#### OPDRACHTEN
A. Geef per bewering aan of ze klopt met de tekst over de proeflapjes: (i) Lapje #18 is het laatste proeflapje voor level 2. (ii) Over de ronding moet een vraag worden beantwoord. (iii) Kabels worden in niveau 2 gevraagd. Antwoord telkens met ja of nee en citeer letterlijk de woorden uit de tekst die de doorslag geven.
B. Schrijf een vervolg op de tekst over de proeflapjes, te beginnen na de laatste zin.

#### GEKOZEN TEKST
((

Tagarchief: swatch

#18 Halsbies

Lapje #18 is het laatste proeflapje dat ik moet breien voor de Master of Hand Knitting level 2. Daarna hoef ik alleen nog een argyle sock te breien.

Ik moet voor dit lapje afkanten en minderen voor een halsbies, steken opnemen voor de bies, en 2,5 cm 1 recht, 1 averecht boord breien.

Eerst ga ik voor de rechte stukken bekijken / berekenen hoe de steekverhouding moet zijn. Hiervoor leg ik het gebreide lapje en een los stukje bies naast elkaar. Ik zet spelden in het breiwerk waartussen ik de steken tel.

Swatch #18 rechte stukken meten

Dan bekijk ik wat ik op moet nemen in de ronding. Gelukkig hoef ik over de ronding geen vraag te beantwoorden. Het kan dus een beetje op zicht.

De ronding opmeten van # 18

Het boek ‘Finishing School’ van Deborah Newton is weer een grote hulp. Newton breit in de binnenkant van een halsbies vaak steken samen tijdens het afkanten, zodat de bies netjes plat blijft. Ik doe dat ook, wanneer ik merk dat het minderen in de bies zelf niet netjes wordt. Er staat nergens dat het niet mag. Ik merk het vanzelf als de bies over moet, toch?

#18 geblockt

Nog even blocken (wet) en drogen en dan zijn alle proeflapjes gebreid. Ook de begeleidende schrijfsels voor de proeflapjes en de vragen zijn nu af. In de kerstvakantie ga ik de sok breien en de laatste puntjes op de i zetten.

Proeflapjes, proeflapjes, proeflapjes

Lapje 1 is aardig opgedroogd. Ik volg de instructies van TKGA en naai de twee lapjes in de lengte aan elkaar. Ik gebruik de matrassteek om de naden onzichtbaar aan elkaar te zetten (Running Thread Seam, Mattress Stitch Seam, Invisible Seam). Na de tweede poging vind ik het er prima uitzien, dus, hup, klaar! Dank je wel June Hiatt voor de duidelijke instructies.

Seaming Stockinette Stitch Swatch #1 Finished

Ondertussen probeer ik na te denken over de mouwloze trui die ik moet maken. (Hoe heet zo’n ding in gewoon Nederlands? Spencer? Slip-over?)

Eerder schreef ik al dat tricotsteek eigenlijk de moeilijkste steek is om netjes te krijgen. Daarom is dit geen optie om een heel kledingstuk van te breien. Kabels? Fair Isle? Nee, die worden al in niveau 3 gevraagd. Iets met kleur en een steek die hier en daar wat verdoezelt.

))

#### BRONMATERIAAL
((

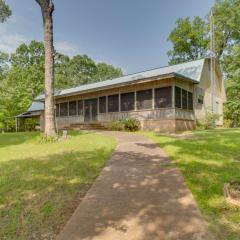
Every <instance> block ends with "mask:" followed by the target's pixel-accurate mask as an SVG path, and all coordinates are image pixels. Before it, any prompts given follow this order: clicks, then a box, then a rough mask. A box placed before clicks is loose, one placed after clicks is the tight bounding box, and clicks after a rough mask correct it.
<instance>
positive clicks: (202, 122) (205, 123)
mask: <svg viewBox="0 0 240 240" xmlns="http://www.w3.org/2000/svg"><path fill="white" fill-rule="evenodd" d="M218 119H219V115H218V114H215V113H212V112H210V111H207V112H206V113H205V115H204V116H203V117H202V118H201V119H200V120H198V122H197V127H198V128H199V129H211V128H214V127H215V126H214V123H215V122H216V121H217V120H218Z"/></svg>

))

#### ANTWOORDEN
A.
(i) Ja: "Lapje #18 is het laatste proeflapje dat ik moet breien voor de Master of Hand Knitting level 2."
(ii) Nee: "Gelukkig hoef ik over de ronding geen vraag te beantwoorden."
(iii) Nee: "Nee, die worden al in niveau 3 gevraagd."

B.
Patentsteek lijkt de uitgelezen keuze hier. Ik kan met een paar kleuren werken (om de lol er in te houden) en het weefsel laat niet elke misser genadeloos zien. Het boek en de site van Nancy Marchant zijn een grote hulp. Ik kies Three Color Flat Brioche en Three Color Stockinette Brioche om proeflapjes van te breien.

Proeflapjes Brioche

Ik probeer verschillende kleuren uit en oefen met het dichtnaaien van de zoom op de proeflapjes.

Mini Brioche Vest

Als ik denk te weten welke steek ik ga breien (Three-Color Flat Brioche), maak ik een klein mouwloos truitje. Veel aantekeningen en twee weken later kijk ik nog eens goed naar het truitje. Het trekt. Ik sla het boek van Nancy Marchant er nog eens op na. Bij de basis uitleg van de steek, de éénkleurige variant, staat dat deze steek de neiging heeft om scheef te trekken. Lekker, als ik wat beter gekeken had, zou ik dat van tevoren geweten hebben.

Nog eens op zoek in het boek Brioche Knitting vind ik de Three-Color Rosie Brioche Stitch. Ook leuk en hij trekt niet, blijkt als ik een proeflapje heb gebreid. Dit gaat ‘m worden.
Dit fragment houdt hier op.